Extrait cité →
C’est vers la fin de l’été que démarre la floraison des crocus et, dans la foulée, sa récolte. Le refroidissement des nuits lève la dormance des cormus. Ainsi, toute l’énergie accumulée dans les réserves amylacées du bulbe se libère pour donner naissance à la fleur. « A la troisième pluie d’automne après le 15 aout vient le safran » dit-on en Gâtinais (1).
Pour démarrer cette partie, nous allons d’abord rappeler quelques chiffres importants ; il faut environ 130 à 200 fleurs pour arriver à 5 g de stigmates frais qui, une fois séchés, donneront 1 g de safran. En France, on estime que la récolte de 1 000 fleurs de crocus se fait en environ une heure et que l’étape de l’émondage peut durer deux à trois heures .
Mais, comme précédemment lors de la partie plantation, nous allons nous baser sur l’exemple concret de la safranière de Richard Thiery dans les Vosges pour décrire la récolte du safran en la comparant à celle des siècles précédents et à celle d’autres safraniers actuels.

Cueillette

Traditionnellement, toute la famille participe à la cueillette du safran, qui a lieu, selon les années, les lieux et la météo, vers début octobre. Elle s’étale sur trois semaines et se fait quotidiennement dès le petit matin, à la rosée, puisqu’une fois les fleurs épanouies, elles sont rapidement sensibles à l’action de la lumière et de l’air, ce qui peut donner une décoloration des stigmates et une diminution de leur parfum. Les fleurs sont cueillies à leur base, à deux mains et seront ensuite déposées dans un panier d’osier ayant une forme originale (les bords du panier sont relevés de façon à protéger les fleurs du vent). Lorsque celui-ci est rempli, il est vidé dans une hotte, une manne (vaste panier rectangulaire) ou sur un drap étendu sur le sol au bord de la safranière.
La récolte sera quotidienne manuelle qui a lieu le matin vers 8-9 heures ; il est toutefois possible qu’il procède à une deuxième récolte vers 15 heures. Sur les six semaines de floraison (en général de fin septembre à mi-novembre), on peut apercevoir deux grands pics de floraison. En moyenne il récolte 1 500 fleurs par jour ; cela peut monter à 4 000 fleurs voire 6 000 fleurs, avec un rendement de ramassage d’environ 1 000 fleurs à l’heure.

Figure 18 : culture dans le Gâtinais
Figure 18 : culture dans le Gâtinais

Emondage

L’émondage des fleurs, ou, en langage plus familier : l’épluchage, est l’action de séparer les trois stigmates des autres organes de la fleur de crocus. L’objectif est de couper le style ni trop haut ni trop bas afin de garantir une qualité optimale.

Consigne →
Répondez aux questions suivantes d'après l'extrait sur la récolte du safran.
1. Qu'est-ce qui lève la dormance des cormus ?
2. Combien de fleurs faut-il environ pour obtenir 1 g de safran ?
3. Combien de stigmates l'émondage sépare-t-il des autres organes de la fleur ?
Les lignes ne servent à rien ici.

Lignes brutes →
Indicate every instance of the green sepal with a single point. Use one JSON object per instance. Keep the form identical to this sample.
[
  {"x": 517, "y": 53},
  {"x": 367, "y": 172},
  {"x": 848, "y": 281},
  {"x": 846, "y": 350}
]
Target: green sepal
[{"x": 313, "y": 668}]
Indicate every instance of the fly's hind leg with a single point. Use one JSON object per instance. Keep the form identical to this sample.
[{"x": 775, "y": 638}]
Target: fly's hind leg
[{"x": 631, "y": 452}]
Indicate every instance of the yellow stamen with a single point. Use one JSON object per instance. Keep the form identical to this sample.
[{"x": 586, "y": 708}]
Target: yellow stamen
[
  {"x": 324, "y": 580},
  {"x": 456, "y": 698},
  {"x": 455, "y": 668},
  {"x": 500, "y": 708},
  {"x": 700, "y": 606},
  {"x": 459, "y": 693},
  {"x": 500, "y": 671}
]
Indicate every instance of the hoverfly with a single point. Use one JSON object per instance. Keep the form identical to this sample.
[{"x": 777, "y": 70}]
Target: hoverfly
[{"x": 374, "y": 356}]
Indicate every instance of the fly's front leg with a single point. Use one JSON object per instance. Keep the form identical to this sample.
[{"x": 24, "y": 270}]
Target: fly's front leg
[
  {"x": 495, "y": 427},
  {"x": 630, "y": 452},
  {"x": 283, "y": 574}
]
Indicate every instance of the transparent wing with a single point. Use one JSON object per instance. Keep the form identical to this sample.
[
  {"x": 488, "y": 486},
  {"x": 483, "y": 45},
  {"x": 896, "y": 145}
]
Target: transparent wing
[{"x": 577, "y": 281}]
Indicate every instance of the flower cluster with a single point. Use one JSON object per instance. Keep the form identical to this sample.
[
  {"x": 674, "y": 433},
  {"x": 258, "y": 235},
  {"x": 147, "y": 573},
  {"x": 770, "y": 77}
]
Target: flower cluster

Réponse →
1. Le refroidissement des nuits.
2. Environ 130 à 200 fleurs.
3. Trois stigmates.